### Quoted text
..............................
Last month, a man was booked by police in Palghar district’s Mokhada for allegedly putting a tribal villager who had borrowed Rs. 500 from him into bonded labour. According to the police, a tribal named Kalu Pawar borrowed the amount from the accused, Ramdas Ambu Korde, because he needed money to perform the last rites for his son, who died in November last year.
In return, Korde allegedly ordered Pawar to work on his property and take his animals for grazing.
Pawar began working at Korde’s residence after performing his son’s funeral rites, but his pay was not fixed. Korde used to feed him one bhakri (unleavened bread made of jowar, bajra, or other wheat) every morning, followed by a supper at night but no lunch. Korde would scream at Pawar and scare him with grave repercussions if he begged for money.
According to the complaint, Mokhada police have filed a case against Korde under the Bonded Labor System (Abolition) Act and section 374 of IPC. This is a recent case, but there are many instances where either police have not registered the case or the victim themselves do not file a lawsuit due to lack of knowledge and financial resources.
What is bonded labour?
Bonded labour, also known as Peonage or debt slavery, is the promise of a person’s services as security for the repayment for a debt or any other commitment, where the terms and conditions of the repayment are not clearly or reasonably stated, and the person who is holding the debt thus has some control over the labourer.
We can trace the origins of bonded labour back to ancient Hindu society, which was divided into different caste systems. The marginalised caste strata lacked the means to support themselves. Therefore, they were forced to rely on dominant castes for their own existence.
As a result, enslaved people are pitifully destitute, with little or no assets other than the ability to sell themselves in times of dire need and to fulfil societal obligations such as customs and marriages. This gives unscrupulous employers an unfair edge in restricting and removing the freedom of poor labourers through debt, threat, and surveillance.
..............................
### Stored records

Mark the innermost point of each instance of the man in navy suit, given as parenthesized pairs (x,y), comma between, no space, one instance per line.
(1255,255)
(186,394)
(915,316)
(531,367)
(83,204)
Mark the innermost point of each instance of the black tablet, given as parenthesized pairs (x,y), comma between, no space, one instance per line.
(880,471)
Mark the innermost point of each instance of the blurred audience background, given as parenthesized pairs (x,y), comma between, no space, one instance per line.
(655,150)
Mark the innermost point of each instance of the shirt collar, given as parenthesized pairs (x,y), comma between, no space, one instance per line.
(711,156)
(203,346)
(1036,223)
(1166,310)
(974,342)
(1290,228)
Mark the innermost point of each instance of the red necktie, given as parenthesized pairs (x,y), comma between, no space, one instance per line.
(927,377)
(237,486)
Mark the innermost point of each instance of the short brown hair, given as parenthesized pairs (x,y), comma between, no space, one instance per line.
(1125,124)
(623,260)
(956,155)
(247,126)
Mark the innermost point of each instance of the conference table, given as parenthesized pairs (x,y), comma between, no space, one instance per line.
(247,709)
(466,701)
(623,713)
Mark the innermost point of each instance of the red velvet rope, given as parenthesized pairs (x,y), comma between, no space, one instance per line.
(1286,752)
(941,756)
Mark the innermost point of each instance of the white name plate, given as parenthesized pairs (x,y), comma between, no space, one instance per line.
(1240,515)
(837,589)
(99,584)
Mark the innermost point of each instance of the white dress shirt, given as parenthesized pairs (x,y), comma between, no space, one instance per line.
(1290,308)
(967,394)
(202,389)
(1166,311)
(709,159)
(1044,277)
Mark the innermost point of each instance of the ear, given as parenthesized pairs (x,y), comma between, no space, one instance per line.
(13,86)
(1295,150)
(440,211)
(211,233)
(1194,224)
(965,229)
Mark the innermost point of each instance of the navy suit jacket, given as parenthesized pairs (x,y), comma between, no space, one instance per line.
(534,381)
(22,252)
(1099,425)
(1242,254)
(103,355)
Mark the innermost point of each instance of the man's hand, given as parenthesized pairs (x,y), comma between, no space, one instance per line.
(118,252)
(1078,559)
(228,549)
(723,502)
..............................
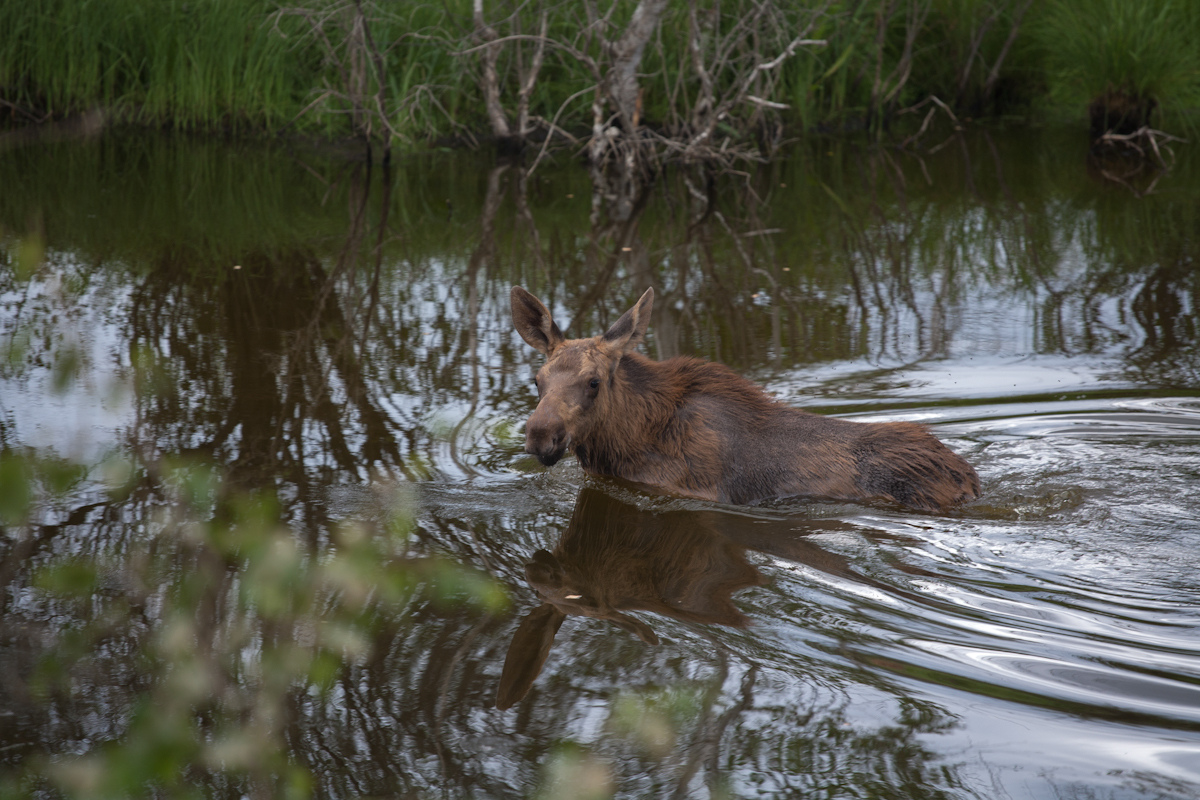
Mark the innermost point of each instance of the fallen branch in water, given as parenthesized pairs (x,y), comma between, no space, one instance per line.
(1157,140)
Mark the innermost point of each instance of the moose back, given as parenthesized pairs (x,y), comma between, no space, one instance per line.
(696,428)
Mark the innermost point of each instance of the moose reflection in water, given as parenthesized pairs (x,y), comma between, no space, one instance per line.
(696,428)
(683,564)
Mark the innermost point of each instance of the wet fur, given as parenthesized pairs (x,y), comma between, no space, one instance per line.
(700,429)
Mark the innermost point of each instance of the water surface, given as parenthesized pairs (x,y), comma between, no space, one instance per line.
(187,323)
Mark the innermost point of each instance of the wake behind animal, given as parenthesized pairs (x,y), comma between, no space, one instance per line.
..............................
### Tasks for this exercise
**A.** According to the article on bonded labour, what are the means by which unscrupulous employers restrict and remove the freedom of poor labourers? List every one.
**B.** Proceed with the article on bonded labour, starting after its final sentence.
The records were taken from a different source than the text about bonded labour.

### Responses in order
**A.** Debt, threat, and surveillance.

**B.**
Under Article 23 of the Indian Constitution, human trafficking and forced labour have been explicitly prohibited. Further, Article 21 secures the rights to life and to personal liberty.
Apart from these constitutional provisions, specific consonant legislation has also been enacted to prohibit bonded labour. The Minimum Wages Act of 1948 establishes a minimum wage for specific defined occupations and mandates that anyone working over the ‘normal working day’ be paid overtime. Similarly, the Bonded Labour System (Abolition) Act 1976 stipulates a maximum sentence of three years in prison and a fine of Rs. 2,000 for those who force someone to perform bonded labour and those who advance the bonded debt. Section 374 of the Indian Penal Code also recognises the crime of unlawful compulsory labour and punishes it with a sentence of imprisonment up to one year, a fine, or both.
Other statutes also deal with the subject at hand, such as the Inter-State Migrant Workmen (Regulation of Employment and Conditions of Service) Act, 1979 and the Contract Labour (Regulation and Abolition) Act, 1970.
The Supreme Court of India has frequently construe legislation meant to bar bonded labour broadly so as to extend protection meant by them to the maximum possible extent. For instance, in its judgment in the case of Peoples’ Union for Democratic Rights vs. Union of India (1982), which dealt with the work conditions of labourers working on Asiad projects, the apex court construed Article 23 to hold that “a person who has been forced to work as a bonded labour and a person who is working as labour at a rate less than the minimum wage should be treated equally.”
Next, in its judgment in Badhua Mukti Morcha vs. Union of India (1997), the Supreme Court stated that the right to live in dignity, inherent in Article 21, gets its lifeblood from Part IV of the Constitution that prescribes the Directive Principles of State Policy, particularly Articles 39(e) and (f), 41 and 42.
The court then enumerated some of the minimum standards that must be met for a person to be able to live with dignity. It further provides that no government, either at the union or state level, has the authority to take any action that would deprive a person of these basic necessities.
Why the problem persists
Despite several safeguards, the menace of bonded labour still exists. As a report on bonded labour in South Asia by the international human rights organization Anti-Slavery International points out, after the enactment of the Bonded Labor System (Abolition) Act, thousands of bound labourers were identified, released, and rehabilitated with the help of state and judicial action in the late 1970s and early 1980s.
However, this process of identification and release slowed substantially during the 1990s, with officials downplaying the magnitude of bonded labour. They were oblivious to new forms emerging. This was because, as per this report, in the cases where progress had been made, the drive for change came from grassroots and civil society pressure rather than from governmental leadership.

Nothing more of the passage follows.